-- TEXTE DE LECTURE --
Camille Paillet, coordinatrice de projet de Développement à Couleurs d'avenir, diplômée de l'IEP de Grenoble

Songe d’éducation en Equateur

En 2008, une nouvelle constitution est adoptée par voie de référendum en Equateur, celle de la « Révolution Citoyenne ». Pour Rafael Correa, président de l’Equateur élu en 2006, elle est un outil destiné à construire un nouveau pays, « une patrie souveraine, digne, juste, sans misère, sans chômage, sans discrimination ». La même année, dans sa volonté de construire un pays moderne, il  fait ériger la première Unité éducative du millénaire (UEM), pour offrir à des centaines d’élèves du primaire et du secondaire une éducation de qualité, dans un pays où près 50% de la population vit sous le seuil de pauvreté. Le songe d’une éducation publique pour tous dans une nation naissante est né.

Selon le gouvernement, ces Unités Educatives du Millénaire sont des institutions publiques expérimentales fondées sur des concepts techniques, pédagogiques et administratifs novateurs. Elles symbolisent la politique éducative volontariste du gouvernement en proposant une nouvelle éducation publique, basée sur une excellence éducative, dans les zones défavorisées rurales ou semi-rurales du pays. Elles sont dotées de moyens impressionnants : enseignants diplômés, salles de classes équipées d’ordinateurs, de microscopes, d’instruments de musique, de tableaux électroniques,… (1)

En 2011, j’ai réalisé un stage de fin d’études à Quito, au sein de Grupo Faro, une ONG équatorienne qui développe des programmes d’évaluation et implémentation des politiques publiques, notamment éducatives via le programme Educiudadania. Celle-ci a installé son Observatoire Citoyen de l’Education de Turubamba, quartier pauvre et nouvellement urbain du Sud de la Ville, dans l’Unité Educative du Milénaire « Bicentenario », une des premières construites dans le pays. J’ai ainsi pu découvrir la réalité d’une UEM. L’Observatoire Citoyen de l’Education est chargé de l’organisation du circuit éducatif de Turubamba, un réseau constitué de 15 établissements scolaires de la zone (dont l’UEM), j’ai pu aussi découvrir la réalité des établissements scolaires de la zone.

Ce circuit éducatif vise à favoriser à Turubamba l’accès au système éducatif des enfants et adolescents de la zone et améliorer la qualité de l’enseignement en mutualisant les expériences de chacun. En fait, beaucoup des petites écoles de la zone manquent cruellement de moyens pour organiser l’éducation de leurs élèves : enseignants peu qualifiés,  nombre limité de tables et de chaises, de cahiers et de crayons, salles de classe de fortune parfois sans vitres... La réalité quotidienne contraste fortement avec la vision de l’UEM.

Loin du centre économique et des quartiers résidentiels, d’affaires ou touristiques de Quito, Turubamba est une zone semi-rurale pauvre située au Sud de la Ville. J’en garde une impression de désordre, de pauvreté et d'abandon: petites maisons en ciment sans revêtement pas toujours achevées, peu d’éclairages publics, transports en commun qui ne desservent pas tous les quartiers,... Cette zone récemment urbanisée de 60 000 habitants abrite une population d'immigrés venant des campagnes environnantes de Quito pour trouver du travail en ville. Au milieu de cette campagne qui s’urbanise, trône l’Unité Educative du Millénaire « Bicentenario », grande structure en béton de plusieurs centaines de mètres carré, entourée de grillage et gardée à l’entrée, avec ses élèves, sourire aux lèvres, revêtant fièrement leur uniforme bleu marine.

-- DONNÉES PRÉSENTÉES --
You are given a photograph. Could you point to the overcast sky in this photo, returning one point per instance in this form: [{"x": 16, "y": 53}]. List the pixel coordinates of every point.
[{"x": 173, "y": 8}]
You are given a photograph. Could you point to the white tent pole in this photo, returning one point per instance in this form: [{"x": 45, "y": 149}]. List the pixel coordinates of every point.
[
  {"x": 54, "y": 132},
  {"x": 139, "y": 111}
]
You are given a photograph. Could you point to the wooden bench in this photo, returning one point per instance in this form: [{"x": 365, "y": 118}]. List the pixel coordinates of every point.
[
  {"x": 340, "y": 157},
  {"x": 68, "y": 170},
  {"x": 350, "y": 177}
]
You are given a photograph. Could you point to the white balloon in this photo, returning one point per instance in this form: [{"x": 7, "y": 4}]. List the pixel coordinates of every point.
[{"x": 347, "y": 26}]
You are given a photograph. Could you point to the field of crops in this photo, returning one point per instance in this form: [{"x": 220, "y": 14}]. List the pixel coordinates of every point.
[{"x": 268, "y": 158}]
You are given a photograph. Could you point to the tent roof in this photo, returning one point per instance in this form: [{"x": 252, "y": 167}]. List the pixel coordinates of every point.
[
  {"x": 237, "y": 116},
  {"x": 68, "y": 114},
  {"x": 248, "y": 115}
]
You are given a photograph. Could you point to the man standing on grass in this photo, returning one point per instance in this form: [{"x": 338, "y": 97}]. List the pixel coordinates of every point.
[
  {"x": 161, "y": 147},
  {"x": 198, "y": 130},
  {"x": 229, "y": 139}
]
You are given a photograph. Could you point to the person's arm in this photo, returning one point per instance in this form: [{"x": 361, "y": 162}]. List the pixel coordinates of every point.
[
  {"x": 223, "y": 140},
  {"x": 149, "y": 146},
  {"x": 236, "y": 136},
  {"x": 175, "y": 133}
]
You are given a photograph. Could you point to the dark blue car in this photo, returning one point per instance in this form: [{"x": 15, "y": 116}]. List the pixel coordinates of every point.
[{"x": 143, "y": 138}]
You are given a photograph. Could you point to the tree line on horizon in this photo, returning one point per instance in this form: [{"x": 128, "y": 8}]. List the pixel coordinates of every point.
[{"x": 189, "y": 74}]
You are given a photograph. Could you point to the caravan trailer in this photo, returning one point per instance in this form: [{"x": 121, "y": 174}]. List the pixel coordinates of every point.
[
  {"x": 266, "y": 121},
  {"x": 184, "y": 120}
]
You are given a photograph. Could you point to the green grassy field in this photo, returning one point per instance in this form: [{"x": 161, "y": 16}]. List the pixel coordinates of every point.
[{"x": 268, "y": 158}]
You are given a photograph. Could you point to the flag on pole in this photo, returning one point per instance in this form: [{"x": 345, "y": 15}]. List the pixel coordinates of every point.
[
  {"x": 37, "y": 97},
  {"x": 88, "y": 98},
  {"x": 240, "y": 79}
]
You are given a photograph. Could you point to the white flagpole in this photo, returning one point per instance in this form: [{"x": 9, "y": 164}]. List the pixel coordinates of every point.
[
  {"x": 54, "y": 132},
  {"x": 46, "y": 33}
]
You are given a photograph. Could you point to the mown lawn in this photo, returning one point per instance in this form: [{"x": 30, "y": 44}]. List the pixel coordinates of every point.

-- CONSIGNE --
Reprenez le passage du texte sur l'éducation en Équateur allant de « Selon le gouvernement, ces » jusqu'à « tableaux électroniques,… (1) », en substituant « innovants » à « novateurs ».

-- RÉPONSE RÉDIGÉE --
Selon le gouvernement, ces Unités Educatives du Millénaire sont des institutions publiques expérimentales fondées sur des concepts techniques, pédagogiques et administratifs innovants. Elles symbolisent la politique éducative volontariste du gouvernement en proposant une nouvelle éducation publique, basée sur une excellence éducative, dans les zones défavorisées rurales ou semi-rurales du pays. Elles sont dotées de moyens impressionnants : enseignants diplômés, salles de classes équipées d’ordinateurs, de microscopes, d’instruments de musique, de tableaux électroniques,… (1)